_Task requirements_: Reproduce each of the lines word for word.

## begin

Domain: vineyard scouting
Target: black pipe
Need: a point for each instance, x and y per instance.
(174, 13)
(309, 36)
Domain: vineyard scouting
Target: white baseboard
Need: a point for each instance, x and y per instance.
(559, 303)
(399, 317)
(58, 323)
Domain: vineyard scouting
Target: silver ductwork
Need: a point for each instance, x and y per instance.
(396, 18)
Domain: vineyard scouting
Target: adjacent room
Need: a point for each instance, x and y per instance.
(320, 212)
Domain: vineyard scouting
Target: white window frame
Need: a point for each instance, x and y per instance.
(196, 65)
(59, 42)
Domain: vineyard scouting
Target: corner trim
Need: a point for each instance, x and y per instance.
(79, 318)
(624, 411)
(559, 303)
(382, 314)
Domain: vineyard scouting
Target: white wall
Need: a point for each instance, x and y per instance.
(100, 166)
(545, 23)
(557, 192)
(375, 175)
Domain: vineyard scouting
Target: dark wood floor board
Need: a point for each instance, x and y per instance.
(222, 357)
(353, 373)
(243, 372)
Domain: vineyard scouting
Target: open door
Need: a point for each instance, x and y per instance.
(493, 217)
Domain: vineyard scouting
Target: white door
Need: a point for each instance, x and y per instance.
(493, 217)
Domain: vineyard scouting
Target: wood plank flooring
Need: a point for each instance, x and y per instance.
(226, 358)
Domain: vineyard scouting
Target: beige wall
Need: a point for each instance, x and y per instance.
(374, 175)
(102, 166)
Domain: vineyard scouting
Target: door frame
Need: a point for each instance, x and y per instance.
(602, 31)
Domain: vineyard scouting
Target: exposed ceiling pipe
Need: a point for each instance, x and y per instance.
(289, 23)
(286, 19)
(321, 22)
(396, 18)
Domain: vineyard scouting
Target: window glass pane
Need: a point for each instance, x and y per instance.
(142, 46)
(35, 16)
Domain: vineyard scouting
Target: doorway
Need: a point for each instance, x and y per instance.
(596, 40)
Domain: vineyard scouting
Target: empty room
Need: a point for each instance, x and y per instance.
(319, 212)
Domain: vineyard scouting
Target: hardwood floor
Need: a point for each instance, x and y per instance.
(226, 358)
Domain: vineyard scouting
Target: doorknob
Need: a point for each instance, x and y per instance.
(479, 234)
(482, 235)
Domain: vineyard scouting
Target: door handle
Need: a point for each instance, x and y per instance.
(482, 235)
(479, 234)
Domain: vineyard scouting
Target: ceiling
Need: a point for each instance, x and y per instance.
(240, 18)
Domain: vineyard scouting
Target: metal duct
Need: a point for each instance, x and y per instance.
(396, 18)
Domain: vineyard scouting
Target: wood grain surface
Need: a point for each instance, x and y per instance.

## end

_Solution to this task_:
Domain: vineyard scouting
Target: black pipe
Need: a point for each instance, x and y per instance.
(174, 13)
(309, 36)
Domain: vineyard scouting
Target: white baseboard
Need: a point for each instance, x and y per instance.
(559, 303)
(399, 317)
(58, 323)
Domain: vineyard scouting
Target: silver ductwork
Need: a point for each instance, x and y per instance.
(396, 18)
Domain: vineyard scouting
Target: adjacent room
Need: a point for each instance, x and y per instance.
(320, 212)
Domain: vineyard scouting
Target: white window frame
Need: a point for each instance, x and y per instance.
(196, 65)
(59, 42)
Domain: vineyard scouting
Target: corner trim
Need: a point for each instance, x and y per instance.
(79, 318)
(624, 411)
(559, 303)
(382, 314)
Domain: vineyard scouting
Target: white wall
Need: a point for each instance, x and y per instance.
(100, 166)
(545, 23)
(557, 192)
(375, 175)
Domain: vineyard scouting
Target: dark wood floor board
Need: a point for each instance, x and y per instance.
(222, 357)
(353, 373)
(243, 372)
Domain: vineyard scouting
Target: open door
Need: a point for each instance, x and y per instance.
(493, 217)
Domain: vineyard scouting
Target: white door
Need: a point for each instance, x and y per instance.
(493, 217)
Domain: vineyard scouting
Target: wood plank flooring
Need: a point for each instance, x and y per instance.
(226, 358)
Domain: vineyard scouting
Target: beige wall
Need: a point for each instance, x and y per instance.
(374, 175)
(102, 166)
Domain: vineyard scouting
Target: door frame
Need: a point for each instance, x and y per instance.
(602, 31)
Domain: vineyard scouting
Target: exposed ceiling pipe
Need: a point for each instance, x and y per instance.
(289, 23)
(286, 19)
(321, 22)
(396, 18)
Domain: vineyard scouting
Target: window glass pane
Need: a point for each instance, x and y per instance.
(142, 46)
(35, 16)
Domain: vineyard scouting
Target: doorway
Need: a point for each instance, x and y per instance.
(596, 40)
Domain: vineyard scouting
Target: empty room
Need: a point for each instance, x and y per instance.
(319, 212)
Domain: vineyard scouting
Target: hardwood floor
Need: a point for each instance, x and y per instance.
(226, 358)
Domain: vineyard scouting
Target: doorknob
Need: a point for each instance, x and y per instance.
(479, 234)
(482, 235)
Domain: vineyard scouting
Target: door handle
Need: a point for each instance, x and y per instance.
(482, 235)
(479, 234)
Domain: vineyard scouting
Target: ceiling
Need: a point for each instance, x and y per instance.
(240, 18)
Domain: vineyard scouting
Target: metal duct
Need: a point for each instance, x and y per instance.
(396, 18)
Domain: vineyard scouting
Target: wood grain surface
Need: a point for each instance, x and y per instance.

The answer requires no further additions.